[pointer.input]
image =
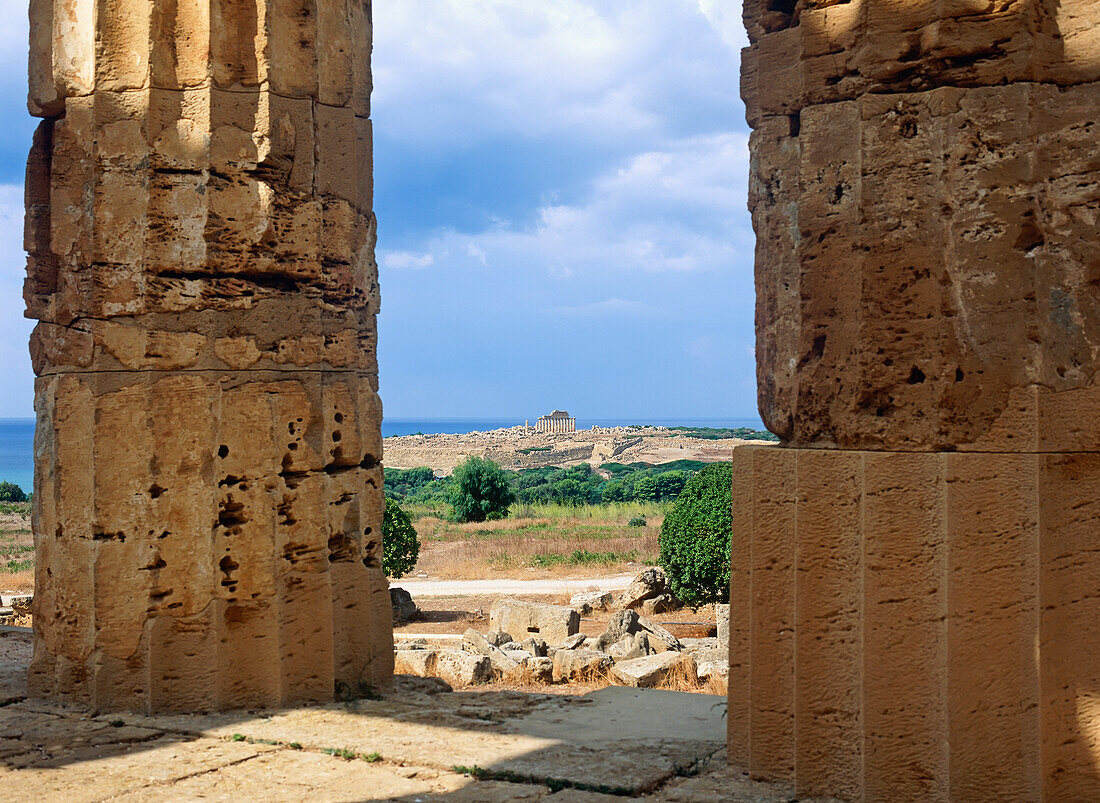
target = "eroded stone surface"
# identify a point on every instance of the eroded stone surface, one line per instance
(908, 608)
(200, 234)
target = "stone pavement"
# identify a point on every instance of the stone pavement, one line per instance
(417, 743)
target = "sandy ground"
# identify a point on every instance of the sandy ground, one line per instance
(457, 614)
(512, 587)
(418, 741)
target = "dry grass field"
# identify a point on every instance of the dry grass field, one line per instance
(540, 541)
(17, 548)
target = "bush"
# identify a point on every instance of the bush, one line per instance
(695, 537)
(11, 492)
(481, 490)
(400, 546)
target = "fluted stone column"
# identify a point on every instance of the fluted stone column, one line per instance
(208, 492)
(915, 568)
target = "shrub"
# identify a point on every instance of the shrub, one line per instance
(481, 488)
(695, 537)
(400, 546)
(11, 492)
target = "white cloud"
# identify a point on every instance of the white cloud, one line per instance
(453, 72)
(607, 307)
(679, 209)
(406, 260)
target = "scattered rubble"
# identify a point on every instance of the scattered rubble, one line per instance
(552, 623)
(534, 642)
(647, 672)
(405, 609)
(589, 602)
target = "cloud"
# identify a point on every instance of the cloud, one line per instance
(607, 307)
(678, 209)
(455, 69)
(405, 260)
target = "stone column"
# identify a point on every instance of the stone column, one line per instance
(208, 491)
(914, 607)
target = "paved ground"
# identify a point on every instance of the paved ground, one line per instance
(510, 587)
(419, 741)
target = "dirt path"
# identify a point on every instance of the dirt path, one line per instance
(512, 587)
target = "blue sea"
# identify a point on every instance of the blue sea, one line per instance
(17, 435)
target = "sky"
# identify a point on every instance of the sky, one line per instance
(561, 198)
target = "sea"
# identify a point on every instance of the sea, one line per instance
(17, 435)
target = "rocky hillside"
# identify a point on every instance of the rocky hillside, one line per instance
(521, 448)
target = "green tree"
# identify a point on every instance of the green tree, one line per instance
(481, 491)
(400, 546)
(695, 537)
(11, 492)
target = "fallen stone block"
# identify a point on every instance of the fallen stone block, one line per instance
(573, 641)
(552, 623)
(535, 646)
(634, 645)
(722, 615)
(579, 666)
(649, 584)
(418, 661)
(473, 641)
(540, 670)
(627, 623)
(405, 609)
(649, 671)
(463, 669)
(705, 670)
(589, 602)
(659, 604)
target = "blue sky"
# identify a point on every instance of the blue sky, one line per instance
(560, 189)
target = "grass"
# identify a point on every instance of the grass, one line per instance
(556, 539)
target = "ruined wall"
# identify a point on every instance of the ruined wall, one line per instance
(208, 490)
(914, 576)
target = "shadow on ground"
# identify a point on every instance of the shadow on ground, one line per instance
(417, 741)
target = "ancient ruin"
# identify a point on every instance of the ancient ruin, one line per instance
(914, 581)
(208, 491)
(557, 421)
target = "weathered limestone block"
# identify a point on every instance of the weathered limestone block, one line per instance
(200, 244)
(912, 593)
(551, 623)
(924, 281)
(931, 633)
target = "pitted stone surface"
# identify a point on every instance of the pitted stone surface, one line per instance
(201, 265)
(910, 614)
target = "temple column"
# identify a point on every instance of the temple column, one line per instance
(208, 491)
(914, 567)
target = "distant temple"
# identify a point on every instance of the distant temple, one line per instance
(557, 421)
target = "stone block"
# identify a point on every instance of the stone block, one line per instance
(722, 617)
(580, 666)
(652, 670)
(550, 623)
(902, 560)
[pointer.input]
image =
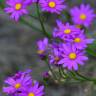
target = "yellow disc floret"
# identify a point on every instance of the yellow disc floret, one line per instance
(40, 51)
(18, 6)
(77, 40)
(52, 4)
(82, 16)
(72, 55)
(31, 94)
(18, 85)
(67, 31)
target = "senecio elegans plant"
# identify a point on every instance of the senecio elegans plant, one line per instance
(63, 51)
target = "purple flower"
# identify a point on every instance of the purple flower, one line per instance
(35, 90)
(53, 6)
(55, 56)
(72, 57)
(16, 8)
(83, 15)
(42, 46)
(65, 31)
(17, 83)
(45, 75)
(80, 41)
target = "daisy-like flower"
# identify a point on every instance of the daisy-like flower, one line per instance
(65, 31)
(42, 46)
(17, 83)
(83, 15)
(55, 56)
(53, 6)
(72, 57)
(16, 8)
(80, 41)
(35, 90)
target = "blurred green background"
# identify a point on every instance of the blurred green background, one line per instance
(18, 51)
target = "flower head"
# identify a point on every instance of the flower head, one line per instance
(16, 8)
(53, 6)
(35, 90)
(80, 41)
(65, 31)
(83, 15)
(55, 55)
(21, 84)
(42, 46)
(72, 57)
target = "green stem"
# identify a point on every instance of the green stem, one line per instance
(34, 17)
(42, 25)
(53, 73)
(22, 20)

*Exercise instructions*:
Output the data above in full and exactly, with every image left out.

*Exercise result*:
[pointer.input]
image =
target = "eroded stone surface"
# identify a point on every instance of the eroded stone surface, one line per instance
(908, 608)
(200, 234)
target = "stone pavement"
# identify a point on every instance of the stone pavement, one line per instance
(417, 743)
target = "sandy ground"
# identify a point on every instance of the sandy ground, one line per instance
(457, 614)
(512, 587)
(418, 741)
target = "dry grass field"
# identify a point on every instance of the dry grass field, one line per instance
(540, 541)
(17, 548)
target = "bush"
# identify a point on every instance of the bush, one line per instance
(695, 537)
(11, 492)
(481, 490)
(400, 546)
target = "fluted stone column"
# identify a point on every instance of the fluted stone column, one line per instance
(208, 492)
(915, 568)
target = "shrub"
# identify a point on every instance of the shrub, one line per instance
(481, 488)
(695, 537)
(400, 546)
(11, 492)
target = "white cloud"
# identify a point on every instance of the white cloud, one line per instance
(453, 72)
(607, 307)
(679, 209)
(406, 260)
target = "scattered rubble"
# identify a point on every instance of the scattered rubble, one line per instance
(552, 623)
(534, 642)
(647, 672)
(405, 609)
(589, 602)
target = "cloud"
# identify a point on every instance of the cloud, one line per instance
(607, 307)
(678, 209)
(455, 69)
(405, 260)
target = "stone column"
# identify a point on every instance of the stone column, one line per instance
(208, 491)
(914, 607)
target = "paved ground"
# identify a point on every instance of the paved ground, one line per instance
(510, 587)
(419, 741)
target = "dirt path"
# identify a point on every instance of the dirt path, one line per instance
(512, 587)
target = "blue sea"
# identify a point on every instance of the blue sea, one line per instance
(17, 435)
target = "sky"
# identify a point on every instance of the sky, one line per instance
(561, 198)
target = "sea"
# identify a point on every instance of the sea, one line per instance
(17, 435)
target = "rocky hillside"
# identify a point on every instance of the rocky hillside, one line per instance
(521, 448)
target = "green tree"
# identify a point on every instance of the green tree, one line per instance
(481, 491)
(400, 546)
(695, 537)
(11, 492)
target = "fallen stone block"
# identify a point on every instance of the fallen stone block, one line per instance
(573, 641)
(552, 623)
(535, 646)
(634, 645)
(722, 615)
(579, 666)
(649, 584)
(418, 661)
(473, 641)
(540, 670)
(627, 623)
(405, 609)
(649, 671)
(463, 669)
(705, 670)
(589, 602)
(659, 604)
target = "blue sky"
# identify a point on every instance of the blue sky, one line per instance
(560, 189)
target = "grass"
# identify a point on every instance of the grass, one line per instance
(556, 539)
target = "ruined wall"
# identify a point on every instance of the ruined wall, one line per instance
(208, 490)
(914, 576)
target = "shadow on ground"
# identify a point on every instance of the shadow on ground, one line per instance
(417, 741)
target = "ancient ruin"
# identify a point on every instance of the ancient ruin, one line per instance
(914, 581)
(208, 491)
(557, 421)
target = "weathered limestone block"
# identify a point on every instance of the weathered limestone block, one line per instance
(200, 244)
(912, 593)
(551, 623)
(924, 281)
(931, 633)
target = "pitted stone surface"
# identify a point on every instance of the pitted stone surface, one line per instance
(201, 265)
(910, 614)
target = "temple column"
# identify a point on every instance of the temple column, one line per instance
(208, 491)
(914, 567)
target = "distant temple"
# identify a point on every instance of the distant temple, one line per instance
(557, 421)
target = "stone block"
# identify a point on every instance of the stone block, one line per instance
(722, 617)
(580, 666)
(652, 670)
(550, 623)
(902, 560)
[pointer.input]
image =
target = "yellow disc floret"
# identify a point on every instance of the yellow disc floret, one line per instance
(40, 51)
(18, 6)
(77, 40)
(52, 4)
(82, 16)
(72, 55)
(31, 94)
(18, 85)
(67, 31)
target = "senecio elegans plant"
# identify a point on every instance of the senecio elegans plant, one line per instance
(63, 51)
target = "purple flower"
# identify a point on every instance of the purple flower, one line per instance
(35, 90)
(53, 6)
(55, 56)
(72, 57)
(16, 8)
(83, 15)
(42, 46)
(65, 31)
(17, 83)
(45, 75)
(80, 41)
target = "daisy-like flower"
# identify a point on every instance of the daisy-like flower, one line per instance
(65, 31)
(42, 46)
(17, 83)
(83, 15)
(55, 56)
(53, 6)
(72, 57)
(16, 8)
(80, 41)
(35, 90)
target = "blurred green background"
# identify a point on every instance of the blurred green background, one line per instance
(18, 51)
target = "flower head"
# identify a point on every instance of the flower head, one line per instance
(16, 8)
(53, 6)
(35, 90)
(80, 41)
(65, 31)
(83, 15)
(55, 55)
(21, 84)
(42, 46)
(72, 57)
target = "green stem"
# identify a point on every instance of the green stem, one line per instance
(34, 17)
(42, 25)
(53, 73)
(22, 20)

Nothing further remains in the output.